• _Texto mostrado_
Hervidos Tropical: La última cantina

Hombre sentado en una silla roja junto a las letras Hervidos El Tropical.

Fotografías por Felipe Egas.

 
 

Hervidos El Tropical, abierta en 1948, es quizá la única sobreviviente de ese viejo Quito de tabernas y cantinas. Sobrevive en un barrio riesgoso y poco visitado, con una clientela que decrece y, sobre todo, con la porfía de ofrecer un único producto: hervidos de naranjilla con aguardiente.

 
 

Decir que en este lugar el tiempo se ha detenido sería atribuirle una indebida voluntad a ese medidor de la historia. Aquí, esquina de avenida Maldonado y calle Quijano, barrio Cumandá, Centro Histórico de Quito, alguien quiso detener el tiempo. 

Son dos salones medianos separados por un arco interior. Desde la entrada, el primero, aunque acogedor y vistoso, es casi un trámite para acceder al segundo, donde con amplitud se despliegan la estética y la atmósfera incomparables que definen a este lugar: una cantina anclada en otra época que sobrevive a esta, cambiante, fugaz, líquida. 

En ese primer salón está la barra, detrás de la cual hay un aparador decorado con botellas llenas de diversos licores, pero esos licores, que en ocasiones animan el antojo de los clientes, están ahí solo como adorno. Lo único que aquí se vende es lo que indica el nombre: hervidos. No son canelazos como tantos, con un jugo de naranjilla aguado especiado con canela y mezclado con alguna variedad de licor de caña de mejor o peor calidad. Este hervido de naranjilla tiene un jugo espeso hecho con la fruta cocida, azúcar y una mezcla de especias; y el licor, usado desde hace más de sesenta años, es presentado con algo de orgullo. Nombre: Traguito. Marca: ILEPSA

 
 
 
 

El hervido es creación de los dueños originales, los esposos Vicente Borja y Ana Díaz, que abrieron el local hace 76 años. Alguna vez, los secretos de la composición fueron patrimonio de la familia, pero hoy solo los conoce una persona: Ruth Borja, hija de ese matrimonio y actual propietaria junto con su esposo, Carlos Idrovo. Ruth tiene 78 años y Carlos 92, pero ella ya no atiende en el lugar. Varios problemas de salud la han obligado a quedarse en casa, donde prepara el hervido para luego enviarlo en un balde blanco de hierro enlozado con capacidad de 20 litros y que lleva 20 años sirviendo a la familia.

• _Registros disponibles_
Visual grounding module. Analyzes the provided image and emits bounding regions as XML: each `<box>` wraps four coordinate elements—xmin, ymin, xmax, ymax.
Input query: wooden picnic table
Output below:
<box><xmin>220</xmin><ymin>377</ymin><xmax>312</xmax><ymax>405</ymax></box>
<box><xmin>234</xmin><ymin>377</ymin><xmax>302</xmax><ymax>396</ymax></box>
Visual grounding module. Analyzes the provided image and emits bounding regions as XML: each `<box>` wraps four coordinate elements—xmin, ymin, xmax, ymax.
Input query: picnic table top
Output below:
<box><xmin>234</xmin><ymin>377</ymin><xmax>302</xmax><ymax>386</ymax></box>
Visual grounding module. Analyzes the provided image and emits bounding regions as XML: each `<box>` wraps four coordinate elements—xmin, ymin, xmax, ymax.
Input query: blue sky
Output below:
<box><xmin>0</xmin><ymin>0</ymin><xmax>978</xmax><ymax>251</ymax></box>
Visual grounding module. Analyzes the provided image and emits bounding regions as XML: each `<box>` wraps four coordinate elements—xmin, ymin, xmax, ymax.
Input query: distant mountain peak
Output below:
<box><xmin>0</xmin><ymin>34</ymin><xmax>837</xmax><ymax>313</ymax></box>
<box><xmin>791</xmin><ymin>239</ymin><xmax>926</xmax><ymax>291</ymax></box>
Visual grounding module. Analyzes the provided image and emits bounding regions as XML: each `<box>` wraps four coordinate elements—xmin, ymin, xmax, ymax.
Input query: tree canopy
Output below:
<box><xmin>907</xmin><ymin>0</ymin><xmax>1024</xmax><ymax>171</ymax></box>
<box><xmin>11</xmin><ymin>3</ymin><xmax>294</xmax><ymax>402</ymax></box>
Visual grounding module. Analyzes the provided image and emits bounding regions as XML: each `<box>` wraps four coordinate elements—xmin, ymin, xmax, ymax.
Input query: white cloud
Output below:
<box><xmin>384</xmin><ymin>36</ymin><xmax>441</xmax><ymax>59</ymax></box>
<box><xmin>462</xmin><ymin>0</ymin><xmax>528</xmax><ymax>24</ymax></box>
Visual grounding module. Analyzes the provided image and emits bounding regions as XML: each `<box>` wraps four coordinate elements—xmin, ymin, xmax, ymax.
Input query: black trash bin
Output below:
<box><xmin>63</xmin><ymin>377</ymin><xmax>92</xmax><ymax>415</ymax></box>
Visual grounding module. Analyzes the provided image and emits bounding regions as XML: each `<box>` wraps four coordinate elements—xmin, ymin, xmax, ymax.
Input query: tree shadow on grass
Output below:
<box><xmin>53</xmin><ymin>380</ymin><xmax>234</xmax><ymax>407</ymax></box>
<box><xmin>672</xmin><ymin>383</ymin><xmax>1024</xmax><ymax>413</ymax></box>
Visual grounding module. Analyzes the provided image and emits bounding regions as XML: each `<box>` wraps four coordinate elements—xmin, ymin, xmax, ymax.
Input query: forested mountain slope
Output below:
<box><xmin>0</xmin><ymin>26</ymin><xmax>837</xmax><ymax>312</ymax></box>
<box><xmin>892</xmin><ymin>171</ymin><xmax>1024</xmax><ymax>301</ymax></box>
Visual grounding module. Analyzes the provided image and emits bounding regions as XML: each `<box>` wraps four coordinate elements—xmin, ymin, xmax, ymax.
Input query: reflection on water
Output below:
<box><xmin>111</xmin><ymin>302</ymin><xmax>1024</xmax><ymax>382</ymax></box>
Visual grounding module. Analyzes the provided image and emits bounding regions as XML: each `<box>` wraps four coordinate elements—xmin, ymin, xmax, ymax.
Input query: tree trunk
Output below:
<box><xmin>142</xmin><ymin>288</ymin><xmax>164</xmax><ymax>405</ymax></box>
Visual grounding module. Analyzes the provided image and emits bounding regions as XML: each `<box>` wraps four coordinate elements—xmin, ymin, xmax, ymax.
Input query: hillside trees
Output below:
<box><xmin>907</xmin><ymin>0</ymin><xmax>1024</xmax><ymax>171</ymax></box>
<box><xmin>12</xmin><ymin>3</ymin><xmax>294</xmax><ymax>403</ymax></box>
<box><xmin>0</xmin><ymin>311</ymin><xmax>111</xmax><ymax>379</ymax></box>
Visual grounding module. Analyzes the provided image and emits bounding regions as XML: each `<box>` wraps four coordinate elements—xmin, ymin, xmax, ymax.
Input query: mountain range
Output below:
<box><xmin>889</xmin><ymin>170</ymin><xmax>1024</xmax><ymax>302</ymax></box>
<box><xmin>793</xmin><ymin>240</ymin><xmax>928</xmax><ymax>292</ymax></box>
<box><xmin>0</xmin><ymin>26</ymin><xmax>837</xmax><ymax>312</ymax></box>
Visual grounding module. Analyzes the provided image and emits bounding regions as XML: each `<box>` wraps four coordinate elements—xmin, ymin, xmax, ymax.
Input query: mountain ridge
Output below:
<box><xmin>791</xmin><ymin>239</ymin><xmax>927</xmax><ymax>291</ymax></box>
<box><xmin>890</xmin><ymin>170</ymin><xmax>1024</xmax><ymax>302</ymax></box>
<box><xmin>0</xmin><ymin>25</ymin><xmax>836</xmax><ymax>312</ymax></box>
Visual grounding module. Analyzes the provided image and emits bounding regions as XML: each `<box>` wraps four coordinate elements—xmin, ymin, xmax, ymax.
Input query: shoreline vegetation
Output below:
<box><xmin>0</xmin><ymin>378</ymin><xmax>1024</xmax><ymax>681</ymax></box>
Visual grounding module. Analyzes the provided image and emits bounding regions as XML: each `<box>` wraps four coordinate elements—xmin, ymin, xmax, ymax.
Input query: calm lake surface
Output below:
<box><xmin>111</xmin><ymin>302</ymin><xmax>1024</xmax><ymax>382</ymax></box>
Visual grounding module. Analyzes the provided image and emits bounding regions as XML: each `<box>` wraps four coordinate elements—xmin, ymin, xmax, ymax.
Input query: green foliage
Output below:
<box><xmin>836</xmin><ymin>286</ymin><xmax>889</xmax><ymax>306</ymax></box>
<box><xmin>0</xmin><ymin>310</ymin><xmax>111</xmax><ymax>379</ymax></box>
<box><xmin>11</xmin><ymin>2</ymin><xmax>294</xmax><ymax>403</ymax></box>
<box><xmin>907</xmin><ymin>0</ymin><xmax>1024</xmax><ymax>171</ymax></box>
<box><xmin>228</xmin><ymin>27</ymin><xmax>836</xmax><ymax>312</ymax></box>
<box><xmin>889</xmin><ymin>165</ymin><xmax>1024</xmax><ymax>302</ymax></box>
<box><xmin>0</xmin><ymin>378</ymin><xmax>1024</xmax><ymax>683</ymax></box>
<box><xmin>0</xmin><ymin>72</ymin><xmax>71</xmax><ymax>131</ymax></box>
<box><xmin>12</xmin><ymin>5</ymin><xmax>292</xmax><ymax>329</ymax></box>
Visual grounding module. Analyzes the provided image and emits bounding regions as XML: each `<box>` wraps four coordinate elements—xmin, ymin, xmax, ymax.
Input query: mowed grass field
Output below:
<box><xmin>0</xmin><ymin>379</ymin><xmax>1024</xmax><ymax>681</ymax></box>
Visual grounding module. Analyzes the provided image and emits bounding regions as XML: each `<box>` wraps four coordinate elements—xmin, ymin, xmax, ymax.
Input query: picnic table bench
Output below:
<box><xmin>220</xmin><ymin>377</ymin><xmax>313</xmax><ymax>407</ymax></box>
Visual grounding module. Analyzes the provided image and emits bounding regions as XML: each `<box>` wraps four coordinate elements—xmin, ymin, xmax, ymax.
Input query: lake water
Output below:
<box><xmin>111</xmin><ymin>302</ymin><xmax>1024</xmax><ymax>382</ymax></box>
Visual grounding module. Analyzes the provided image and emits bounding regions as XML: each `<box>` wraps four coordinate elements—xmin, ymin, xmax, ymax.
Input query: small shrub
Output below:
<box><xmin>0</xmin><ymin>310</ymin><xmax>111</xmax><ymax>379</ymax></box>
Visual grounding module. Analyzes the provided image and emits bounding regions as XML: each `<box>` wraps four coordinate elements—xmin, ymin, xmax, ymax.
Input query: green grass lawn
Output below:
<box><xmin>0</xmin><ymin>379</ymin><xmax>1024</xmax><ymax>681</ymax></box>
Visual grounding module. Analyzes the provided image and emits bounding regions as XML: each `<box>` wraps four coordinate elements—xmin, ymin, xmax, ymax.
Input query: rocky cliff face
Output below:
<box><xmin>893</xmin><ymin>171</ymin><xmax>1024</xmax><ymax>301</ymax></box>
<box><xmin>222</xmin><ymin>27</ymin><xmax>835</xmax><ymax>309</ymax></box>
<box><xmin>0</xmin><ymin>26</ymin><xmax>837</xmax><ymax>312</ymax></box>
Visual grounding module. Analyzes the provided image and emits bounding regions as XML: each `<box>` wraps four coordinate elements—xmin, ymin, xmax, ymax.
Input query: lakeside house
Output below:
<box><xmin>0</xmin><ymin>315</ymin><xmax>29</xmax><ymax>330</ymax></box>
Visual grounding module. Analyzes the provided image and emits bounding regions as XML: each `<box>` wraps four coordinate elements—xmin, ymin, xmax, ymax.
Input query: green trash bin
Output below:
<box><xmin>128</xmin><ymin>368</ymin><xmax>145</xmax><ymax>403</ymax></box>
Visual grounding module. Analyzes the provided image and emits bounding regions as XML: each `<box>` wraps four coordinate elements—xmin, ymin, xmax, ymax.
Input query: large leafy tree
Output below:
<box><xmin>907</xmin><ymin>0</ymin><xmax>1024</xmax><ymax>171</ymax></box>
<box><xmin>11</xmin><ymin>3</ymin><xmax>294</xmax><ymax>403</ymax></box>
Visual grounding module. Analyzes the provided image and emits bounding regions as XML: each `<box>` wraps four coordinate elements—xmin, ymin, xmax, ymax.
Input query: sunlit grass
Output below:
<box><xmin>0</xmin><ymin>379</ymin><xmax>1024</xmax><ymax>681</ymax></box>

• _Acciones a realizar_
- A) Resume en forma de lista los datos principales del párrafo del texto sobre la cantina Hervidos El Tropical que empieza con «El hervido es creación de los dueños originales».
- B) Reporta todas las líneas de los registros que contengan la palabra "trash", copiadas completas.
El texto y los registros son materiales independientes entre sí.

• _Respuestas dadas_
- A)
- El hervido lo crearon los dueños originales, los esposos Vicente Borja y Ana Díaz, que abrieron el local hace 76 años.
- Los secretos de la receta fueron antes patrimonio de la familia. Hoy solo los conoce Ruth Borja, hija de ese matrimonio.
- Ruth es la actual propietaria junto con su esposo, Carlos Idrovo. Ella tiene 78 años y él, 92.
- Por problemas de salud, Ruth ya no atiende en el lugar. Prepara el hervido en casa.
- Lo envía en un balde blanco de hierro enlozado de 20 litros que lleva 20 años sirviendo a la familia.

- B)
Input query: black trash bin
Input query: green trash bin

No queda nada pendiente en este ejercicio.